» **Records**:
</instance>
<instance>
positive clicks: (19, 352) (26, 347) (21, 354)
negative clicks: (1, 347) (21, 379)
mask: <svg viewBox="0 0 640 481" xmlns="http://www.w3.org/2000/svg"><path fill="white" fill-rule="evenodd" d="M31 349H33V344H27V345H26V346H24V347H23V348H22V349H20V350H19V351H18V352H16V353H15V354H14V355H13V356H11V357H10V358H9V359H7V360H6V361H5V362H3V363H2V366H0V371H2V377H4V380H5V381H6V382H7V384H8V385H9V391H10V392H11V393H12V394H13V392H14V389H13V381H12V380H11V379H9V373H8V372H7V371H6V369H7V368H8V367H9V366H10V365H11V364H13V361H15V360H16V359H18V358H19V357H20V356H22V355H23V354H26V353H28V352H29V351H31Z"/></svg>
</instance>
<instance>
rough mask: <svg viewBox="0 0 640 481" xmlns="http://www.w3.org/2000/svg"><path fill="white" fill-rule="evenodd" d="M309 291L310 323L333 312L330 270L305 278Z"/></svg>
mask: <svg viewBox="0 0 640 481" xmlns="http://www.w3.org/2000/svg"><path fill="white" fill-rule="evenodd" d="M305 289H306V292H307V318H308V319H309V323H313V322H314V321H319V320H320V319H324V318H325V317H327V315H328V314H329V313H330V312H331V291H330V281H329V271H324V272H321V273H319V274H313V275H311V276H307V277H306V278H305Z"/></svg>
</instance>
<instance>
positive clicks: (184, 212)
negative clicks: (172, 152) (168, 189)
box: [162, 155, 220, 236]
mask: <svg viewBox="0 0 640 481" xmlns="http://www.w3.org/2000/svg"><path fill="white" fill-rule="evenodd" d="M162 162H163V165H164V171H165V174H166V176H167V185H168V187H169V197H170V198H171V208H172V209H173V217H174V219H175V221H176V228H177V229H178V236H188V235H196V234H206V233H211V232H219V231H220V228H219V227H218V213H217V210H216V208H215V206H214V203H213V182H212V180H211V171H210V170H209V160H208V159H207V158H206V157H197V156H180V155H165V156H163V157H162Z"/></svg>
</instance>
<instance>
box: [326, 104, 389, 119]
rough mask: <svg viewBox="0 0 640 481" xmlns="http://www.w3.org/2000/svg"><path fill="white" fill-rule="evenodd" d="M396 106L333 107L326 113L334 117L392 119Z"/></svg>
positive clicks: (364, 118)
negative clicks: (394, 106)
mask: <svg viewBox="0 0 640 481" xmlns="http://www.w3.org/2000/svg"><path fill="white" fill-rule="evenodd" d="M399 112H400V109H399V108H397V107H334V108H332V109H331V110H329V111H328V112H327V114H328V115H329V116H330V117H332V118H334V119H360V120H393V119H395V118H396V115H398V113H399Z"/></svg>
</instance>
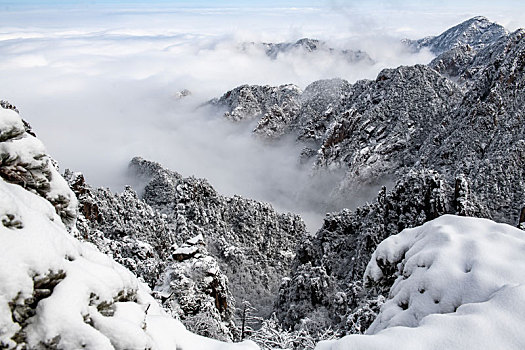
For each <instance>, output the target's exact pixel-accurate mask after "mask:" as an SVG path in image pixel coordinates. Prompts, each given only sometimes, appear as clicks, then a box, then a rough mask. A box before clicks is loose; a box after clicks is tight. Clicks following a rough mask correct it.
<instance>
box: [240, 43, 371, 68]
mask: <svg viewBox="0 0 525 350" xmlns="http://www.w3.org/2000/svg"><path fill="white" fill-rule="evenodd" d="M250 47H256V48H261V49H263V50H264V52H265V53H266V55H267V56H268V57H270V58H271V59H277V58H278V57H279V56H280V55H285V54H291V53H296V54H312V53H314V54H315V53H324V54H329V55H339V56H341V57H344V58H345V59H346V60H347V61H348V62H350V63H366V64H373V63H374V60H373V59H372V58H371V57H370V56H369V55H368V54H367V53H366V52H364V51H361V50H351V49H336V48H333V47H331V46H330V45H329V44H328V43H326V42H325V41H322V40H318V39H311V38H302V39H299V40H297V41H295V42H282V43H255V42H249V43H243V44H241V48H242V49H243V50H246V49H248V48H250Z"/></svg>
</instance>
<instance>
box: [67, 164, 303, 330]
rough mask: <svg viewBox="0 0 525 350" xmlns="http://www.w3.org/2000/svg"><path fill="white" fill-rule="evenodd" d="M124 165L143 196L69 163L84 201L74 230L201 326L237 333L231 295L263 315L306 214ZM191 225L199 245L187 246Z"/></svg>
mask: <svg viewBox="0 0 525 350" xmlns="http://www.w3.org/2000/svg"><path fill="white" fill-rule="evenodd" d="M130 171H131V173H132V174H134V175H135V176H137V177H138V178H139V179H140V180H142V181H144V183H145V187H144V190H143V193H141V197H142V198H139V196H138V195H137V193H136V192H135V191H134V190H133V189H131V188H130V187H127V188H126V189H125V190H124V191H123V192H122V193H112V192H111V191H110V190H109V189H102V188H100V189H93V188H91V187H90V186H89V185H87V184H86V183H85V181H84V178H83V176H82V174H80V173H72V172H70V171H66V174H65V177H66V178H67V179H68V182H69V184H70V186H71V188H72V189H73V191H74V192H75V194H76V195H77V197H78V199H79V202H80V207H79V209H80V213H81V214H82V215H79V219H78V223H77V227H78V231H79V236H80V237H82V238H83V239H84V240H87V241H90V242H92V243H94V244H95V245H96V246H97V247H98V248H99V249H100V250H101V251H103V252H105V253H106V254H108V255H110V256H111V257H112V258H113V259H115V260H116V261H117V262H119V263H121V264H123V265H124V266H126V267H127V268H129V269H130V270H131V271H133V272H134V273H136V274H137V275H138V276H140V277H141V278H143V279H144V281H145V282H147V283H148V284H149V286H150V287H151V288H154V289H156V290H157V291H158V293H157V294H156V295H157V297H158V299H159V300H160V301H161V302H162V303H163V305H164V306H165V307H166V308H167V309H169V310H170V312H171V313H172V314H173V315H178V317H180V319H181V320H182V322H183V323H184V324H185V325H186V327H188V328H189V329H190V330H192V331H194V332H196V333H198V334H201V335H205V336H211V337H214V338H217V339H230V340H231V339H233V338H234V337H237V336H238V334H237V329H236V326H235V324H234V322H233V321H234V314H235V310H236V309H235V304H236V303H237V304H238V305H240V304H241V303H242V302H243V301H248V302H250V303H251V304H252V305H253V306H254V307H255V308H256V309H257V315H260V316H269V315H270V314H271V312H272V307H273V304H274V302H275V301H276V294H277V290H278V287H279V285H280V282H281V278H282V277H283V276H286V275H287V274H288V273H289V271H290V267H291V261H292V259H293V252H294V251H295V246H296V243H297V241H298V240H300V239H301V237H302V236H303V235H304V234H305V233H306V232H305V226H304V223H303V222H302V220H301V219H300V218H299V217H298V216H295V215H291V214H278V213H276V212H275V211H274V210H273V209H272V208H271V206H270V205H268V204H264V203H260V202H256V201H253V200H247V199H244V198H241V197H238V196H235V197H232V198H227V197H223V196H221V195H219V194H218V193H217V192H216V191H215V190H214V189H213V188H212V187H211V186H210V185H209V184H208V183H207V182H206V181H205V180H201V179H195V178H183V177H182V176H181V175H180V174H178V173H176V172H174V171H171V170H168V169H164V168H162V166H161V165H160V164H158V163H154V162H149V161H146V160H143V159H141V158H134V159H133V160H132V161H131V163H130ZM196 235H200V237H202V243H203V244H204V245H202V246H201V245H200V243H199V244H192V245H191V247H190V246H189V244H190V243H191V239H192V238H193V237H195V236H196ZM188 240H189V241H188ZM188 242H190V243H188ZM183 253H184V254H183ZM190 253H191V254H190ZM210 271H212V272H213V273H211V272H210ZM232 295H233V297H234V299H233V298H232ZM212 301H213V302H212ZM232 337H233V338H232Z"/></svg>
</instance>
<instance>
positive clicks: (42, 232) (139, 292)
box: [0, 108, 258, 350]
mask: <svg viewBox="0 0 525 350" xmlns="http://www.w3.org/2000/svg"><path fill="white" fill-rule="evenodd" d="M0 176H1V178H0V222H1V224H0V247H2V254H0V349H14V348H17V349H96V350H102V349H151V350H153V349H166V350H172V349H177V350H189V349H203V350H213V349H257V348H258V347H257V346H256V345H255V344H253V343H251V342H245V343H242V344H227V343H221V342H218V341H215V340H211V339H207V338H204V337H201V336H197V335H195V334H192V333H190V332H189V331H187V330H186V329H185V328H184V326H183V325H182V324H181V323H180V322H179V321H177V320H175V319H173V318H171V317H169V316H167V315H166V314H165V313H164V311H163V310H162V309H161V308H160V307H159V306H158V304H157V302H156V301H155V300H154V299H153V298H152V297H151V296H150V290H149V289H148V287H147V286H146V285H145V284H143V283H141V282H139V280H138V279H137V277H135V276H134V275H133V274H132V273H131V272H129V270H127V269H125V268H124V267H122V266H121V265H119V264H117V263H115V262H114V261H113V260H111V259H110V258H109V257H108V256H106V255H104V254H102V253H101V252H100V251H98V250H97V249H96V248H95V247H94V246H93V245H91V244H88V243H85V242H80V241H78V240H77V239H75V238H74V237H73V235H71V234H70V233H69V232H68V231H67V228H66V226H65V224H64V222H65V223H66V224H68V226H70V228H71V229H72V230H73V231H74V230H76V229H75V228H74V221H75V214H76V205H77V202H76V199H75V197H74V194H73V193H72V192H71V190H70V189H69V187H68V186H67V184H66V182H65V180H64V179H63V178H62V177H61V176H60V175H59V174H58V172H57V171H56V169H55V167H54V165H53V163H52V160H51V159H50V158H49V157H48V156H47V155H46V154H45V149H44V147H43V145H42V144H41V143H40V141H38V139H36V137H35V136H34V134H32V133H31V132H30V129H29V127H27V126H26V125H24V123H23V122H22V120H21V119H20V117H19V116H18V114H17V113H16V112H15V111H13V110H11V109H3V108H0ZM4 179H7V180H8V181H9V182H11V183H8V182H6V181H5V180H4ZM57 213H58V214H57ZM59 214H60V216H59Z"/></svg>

» **What you are asked to do**: From the first line of the records through the line with "positive clicks: (19, 352)", retype everything word for word, including both ends.

» **Exercise answer**:
</instance>
<instance>
positive clicks: (19, 352) (26, 347) (21, 354)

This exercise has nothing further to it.